In some embodiments, further to the example described above, the vocalization distilling engine 408 applies the matrix of the speech audio portion as a speech mask for masking (e.g., removing) the speech portion 206b from the sound stream 410. In an illustrative example, if the speech “bins” of the matrix are marked with a speech flag of logical zero, multiplying the input frequency spectrum representation of the SDS 206 by the matrix produces the distilled sound stream 412 from which the speech content has largely been eliminated.

In some implementations, a language processing engine 414 obtains the distilled sound stream 412 and detects, within the distilled sound stream 412, any vocalization (utterance) corresponding to a voice command, such as one or more voice commands 416. The natural language unit 276 of FIG. 2, for example, may obtain the distilled sound stream 412 created by the self-sound detector 250. The voice commands 416, for example, may include one or more of the command terms 278 described in relation to FIG. 2. Further, the language processing engine 414 may analyze the voice command(s) 416 as well as utterances received after the voice command(s) 416 were spoken (e.g., a subsequent portion of the audio signal stream 402, distilled by the vocalization distilling engine 408 or bypassed directly to the language processing engine 414, and containing additional external vocalization content) to recognize an intent corresponding to the command (e.g., one or more actions associated with the command term, context such as a title of media content, etc.). For example, the command term “volume” may be uttered prior to one or more subsequent vocalizations identifying a direction (e.g., up or down). The intent, in this example, may correspond to adjusting the playback volume of content presently streamed by the playback device 202.

In some implementations, the voice command(s) 416, as well as in some circumstances terms associated with an intent of the voice command terms, are used by a user command engine 418 to cause performance of the issued command. The user command engine 418, for example, may translate the voice command(s) (e.g., natural language terms extracted by the language processing engine 414) into signals or digital commands used by a playback device controller 420 to control performance of the playback device. For example, the control device 130a described in relation to FIG. 1H may control the playback device 202 in accordance with the signals or digital commands provided by the user command engine 418.

• _DATA SHOWN_:
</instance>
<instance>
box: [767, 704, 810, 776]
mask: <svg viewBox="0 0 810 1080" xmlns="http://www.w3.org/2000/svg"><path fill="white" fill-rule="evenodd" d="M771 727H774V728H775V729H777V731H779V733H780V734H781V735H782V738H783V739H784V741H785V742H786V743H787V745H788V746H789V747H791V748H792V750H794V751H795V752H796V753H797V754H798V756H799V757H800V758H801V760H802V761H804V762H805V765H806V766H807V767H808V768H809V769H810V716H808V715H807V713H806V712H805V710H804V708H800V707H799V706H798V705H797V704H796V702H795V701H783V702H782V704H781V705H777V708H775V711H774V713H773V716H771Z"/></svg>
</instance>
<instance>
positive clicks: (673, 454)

• _ASSIGNMENT_:
Can you reproduce, word for word, the part of the voice command passage above between "In some embodiments, further" and "largely been eliminated.", inclusive?

• _TASK RESULT_:
In some embodiments, further to the example described above, the vocalization distilling engine 408 applies the matrix of the speech audio portion as a speech mask for masking (e.g., removing) the speech portion 206b from the sound stream 410. In an illustrative example, if the speech “bins” of the matrix are marked with a speech flag of logical zero, multiplying the input frequency spectrum representation of the SDS 206 by the matrix produces the distilled sound stream 412 from which the speech content has largely been eliminated.